→ **SELECTED EXTRACT**

Content starts

Maryland Democratic leaders yesterday blamed the Republican state insurance commissioner for health maintenance organizations increasing their premiums and not a new tax the Democratic-controlled legislature levied on HMOs this month.
But HMO officials said they are raising their rates to pass on to their customers the 2 percent tax enacted by the General Assembly two weeks ago.
Senate President Thomas V. Mike Miller Jr. and House Speaker Michael E. Busch yesterday called for the resignation of Insurance Commissioner Alfred W. Redmer Jr., saying his recent bulletin encouraged HMOs to raise their rates.
“What we need in that position is a watchdog and not a lapdog,” said Mr. Miller, a Prince George’s Democrat and trial lawyer.
“I call for the insurance commissioner to do his job,” said Mr. Busch, Anne Arundel Democrat. “And if he doesn’t do that, I think we have no other choice than to call for his resignation.”
Mr. Miller and Mr. Busch said Mr. Redmer was politically motivated in posting a bulletin that said HMOs could pass on to their customers a 2 percent tax on premiums if they notify the Maryland Insurance Administration in writing of the intentions.
The bulletin was posted on the independent agency’s Web site (www.mdinsurance.state.md.us) on Jan. 13, two days after Democratic lawmakers overrode Gov. Robert L. Ehrlich Jr.’s veto of a medical malpractice insurance reform bill that included the HMO tax.
Mr. Ehrlich, a Republican, had warned against levying the tax, saying HMOs would pass it on to “those who can least afford to pay it.”
Yesterday, Aetna Inc. of Hartford, Conn., said it was passing the 2 percent tax on to some of its HMO customers in Maryland because it had not planned for a tax when originally pricing its HMO premiums.
“The tax was not built into the premiums we developed,” Aetna spokesman Walter Cherniak said.
Aetna’s higher premiums — which will affect about 130,000 of the company’s 200,000 Maryland customers — will take effect March 1, as will those of Mid-Atlantic Medical Services LLC, the health care provider commonly known as MAMSI.
MAMSI spokeswoman Beth Sammis said the company will increase premium rates by 2 percent but declined to say how many customers would be affected.
Democratic leaders said yesterday that Mr. Redmer’s bulletin gave HMOs permission to raise rates and that he did not stand up for Maryland consumers.
However, a legal opinion from the state’s attorney general’s office found no wrongdoing in the Redmer bulletin.
The opinion suggests that the insurance administration’s “better legal course” would have been to implement a regulation allowing it to grant approvals by notification or else adhere to its standard process of assessing individual requests from insurance companies.

Content ends

→ **EXERCISE DIRECTIONS**
Render this sentence from the article on Maryland's HMO tax in Spanish: "MAMSI spokeswoman Beth Sammis said the company will increase premium rates by 2 percent but declined to say how many customers would be affected."

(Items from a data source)
Content starts

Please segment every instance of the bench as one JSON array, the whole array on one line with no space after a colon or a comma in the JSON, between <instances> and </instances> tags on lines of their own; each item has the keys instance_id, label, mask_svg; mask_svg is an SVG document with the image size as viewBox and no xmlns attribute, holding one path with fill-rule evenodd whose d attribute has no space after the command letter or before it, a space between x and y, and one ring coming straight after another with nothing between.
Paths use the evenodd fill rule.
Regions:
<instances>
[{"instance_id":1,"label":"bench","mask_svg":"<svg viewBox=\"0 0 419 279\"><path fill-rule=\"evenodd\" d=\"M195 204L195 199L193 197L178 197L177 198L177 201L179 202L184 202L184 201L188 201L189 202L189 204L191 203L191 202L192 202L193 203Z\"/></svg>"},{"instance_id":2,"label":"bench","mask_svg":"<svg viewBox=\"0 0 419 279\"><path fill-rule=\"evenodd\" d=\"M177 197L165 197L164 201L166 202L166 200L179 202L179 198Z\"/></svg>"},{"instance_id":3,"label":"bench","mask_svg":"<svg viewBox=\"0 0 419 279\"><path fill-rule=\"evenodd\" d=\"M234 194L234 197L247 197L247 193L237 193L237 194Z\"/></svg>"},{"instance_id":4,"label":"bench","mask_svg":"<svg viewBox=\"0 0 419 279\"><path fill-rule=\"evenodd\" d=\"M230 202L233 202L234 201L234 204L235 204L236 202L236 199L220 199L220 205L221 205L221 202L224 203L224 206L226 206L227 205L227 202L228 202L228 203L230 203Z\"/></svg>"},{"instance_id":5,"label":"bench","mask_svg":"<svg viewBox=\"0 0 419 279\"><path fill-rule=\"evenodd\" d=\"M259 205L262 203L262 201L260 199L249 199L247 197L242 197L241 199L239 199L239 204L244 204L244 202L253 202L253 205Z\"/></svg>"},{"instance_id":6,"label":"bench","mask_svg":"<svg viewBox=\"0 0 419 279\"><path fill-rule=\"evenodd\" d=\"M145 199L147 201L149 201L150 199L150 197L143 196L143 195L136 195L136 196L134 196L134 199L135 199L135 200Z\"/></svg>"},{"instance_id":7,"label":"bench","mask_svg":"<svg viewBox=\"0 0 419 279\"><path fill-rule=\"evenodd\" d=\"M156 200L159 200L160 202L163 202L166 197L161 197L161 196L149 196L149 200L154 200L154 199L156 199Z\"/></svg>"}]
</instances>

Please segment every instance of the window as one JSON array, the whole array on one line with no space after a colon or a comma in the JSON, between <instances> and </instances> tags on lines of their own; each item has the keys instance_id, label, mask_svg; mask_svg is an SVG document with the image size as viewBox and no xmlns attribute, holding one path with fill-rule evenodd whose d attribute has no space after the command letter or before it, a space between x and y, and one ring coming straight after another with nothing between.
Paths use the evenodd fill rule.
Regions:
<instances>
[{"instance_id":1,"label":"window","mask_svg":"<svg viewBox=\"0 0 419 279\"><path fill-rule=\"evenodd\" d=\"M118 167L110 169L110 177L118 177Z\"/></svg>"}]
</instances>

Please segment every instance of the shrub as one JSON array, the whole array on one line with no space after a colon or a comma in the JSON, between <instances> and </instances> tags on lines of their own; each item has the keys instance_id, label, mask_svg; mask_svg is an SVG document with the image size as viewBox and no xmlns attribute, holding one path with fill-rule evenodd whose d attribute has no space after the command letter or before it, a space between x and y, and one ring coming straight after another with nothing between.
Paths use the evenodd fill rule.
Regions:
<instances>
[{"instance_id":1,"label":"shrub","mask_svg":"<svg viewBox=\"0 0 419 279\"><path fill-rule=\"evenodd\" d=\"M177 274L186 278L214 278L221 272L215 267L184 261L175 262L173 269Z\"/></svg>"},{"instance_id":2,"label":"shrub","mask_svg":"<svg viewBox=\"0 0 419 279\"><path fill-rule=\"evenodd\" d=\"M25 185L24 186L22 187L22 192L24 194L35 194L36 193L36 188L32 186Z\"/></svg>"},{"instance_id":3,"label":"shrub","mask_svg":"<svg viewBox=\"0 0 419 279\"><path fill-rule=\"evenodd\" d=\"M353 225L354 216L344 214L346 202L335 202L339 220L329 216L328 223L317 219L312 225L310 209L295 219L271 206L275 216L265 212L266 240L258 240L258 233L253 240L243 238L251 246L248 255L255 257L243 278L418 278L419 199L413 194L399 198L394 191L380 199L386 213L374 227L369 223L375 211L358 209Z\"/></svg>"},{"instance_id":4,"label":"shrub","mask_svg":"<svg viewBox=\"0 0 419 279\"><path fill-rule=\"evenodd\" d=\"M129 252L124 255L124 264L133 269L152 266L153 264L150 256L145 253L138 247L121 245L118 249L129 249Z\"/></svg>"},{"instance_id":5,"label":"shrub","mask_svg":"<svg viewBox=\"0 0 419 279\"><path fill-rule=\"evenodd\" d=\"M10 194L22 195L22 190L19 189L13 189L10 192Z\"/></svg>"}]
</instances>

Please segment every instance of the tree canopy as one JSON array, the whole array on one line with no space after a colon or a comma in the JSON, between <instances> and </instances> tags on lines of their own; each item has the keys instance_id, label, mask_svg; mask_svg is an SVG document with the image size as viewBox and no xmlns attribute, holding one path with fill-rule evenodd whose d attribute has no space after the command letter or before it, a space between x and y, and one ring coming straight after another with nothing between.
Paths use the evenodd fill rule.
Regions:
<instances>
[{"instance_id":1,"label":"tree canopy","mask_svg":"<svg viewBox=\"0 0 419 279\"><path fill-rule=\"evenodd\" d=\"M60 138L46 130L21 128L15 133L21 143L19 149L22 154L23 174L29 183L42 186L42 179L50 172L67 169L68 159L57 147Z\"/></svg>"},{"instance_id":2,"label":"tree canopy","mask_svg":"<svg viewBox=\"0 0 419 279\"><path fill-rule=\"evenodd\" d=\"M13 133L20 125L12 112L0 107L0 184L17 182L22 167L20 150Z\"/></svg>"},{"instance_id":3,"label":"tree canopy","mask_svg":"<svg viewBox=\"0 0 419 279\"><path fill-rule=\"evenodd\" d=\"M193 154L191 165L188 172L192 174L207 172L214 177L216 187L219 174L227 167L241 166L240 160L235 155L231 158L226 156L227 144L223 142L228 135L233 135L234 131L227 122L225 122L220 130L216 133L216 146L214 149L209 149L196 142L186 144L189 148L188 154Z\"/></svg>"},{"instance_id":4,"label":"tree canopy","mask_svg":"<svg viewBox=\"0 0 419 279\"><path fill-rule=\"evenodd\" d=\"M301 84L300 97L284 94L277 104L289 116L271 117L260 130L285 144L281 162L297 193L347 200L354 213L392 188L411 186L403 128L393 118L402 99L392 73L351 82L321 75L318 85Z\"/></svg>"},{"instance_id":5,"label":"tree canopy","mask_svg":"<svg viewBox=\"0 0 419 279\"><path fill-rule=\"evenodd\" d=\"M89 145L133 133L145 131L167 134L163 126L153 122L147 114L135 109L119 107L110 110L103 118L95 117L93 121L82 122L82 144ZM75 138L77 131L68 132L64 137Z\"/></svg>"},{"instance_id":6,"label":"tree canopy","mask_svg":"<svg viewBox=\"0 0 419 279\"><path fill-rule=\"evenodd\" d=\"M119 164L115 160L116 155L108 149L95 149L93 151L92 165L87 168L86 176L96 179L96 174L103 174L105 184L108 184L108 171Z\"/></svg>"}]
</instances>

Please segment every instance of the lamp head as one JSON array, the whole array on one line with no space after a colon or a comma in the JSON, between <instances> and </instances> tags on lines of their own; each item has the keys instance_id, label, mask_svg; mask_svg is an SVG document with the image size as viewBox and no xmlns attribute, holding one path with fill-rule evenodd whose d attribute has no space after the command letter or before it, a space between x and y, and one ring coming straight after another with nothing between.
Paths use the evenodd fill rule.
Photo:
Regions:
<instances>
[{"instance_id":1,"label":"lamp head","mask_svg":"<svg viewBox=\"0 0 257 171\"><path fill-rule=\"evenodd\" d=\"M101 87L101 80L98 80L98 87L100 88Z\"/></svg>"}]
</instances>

Content ends

→ **RESPONSE**
La portavoz de MAMSI, Beth Sammis, dijo que la compañía aumentará las tarifas de las primas en un 2 por ciento, pero se negó a decir cuántos clientes se verían afectados.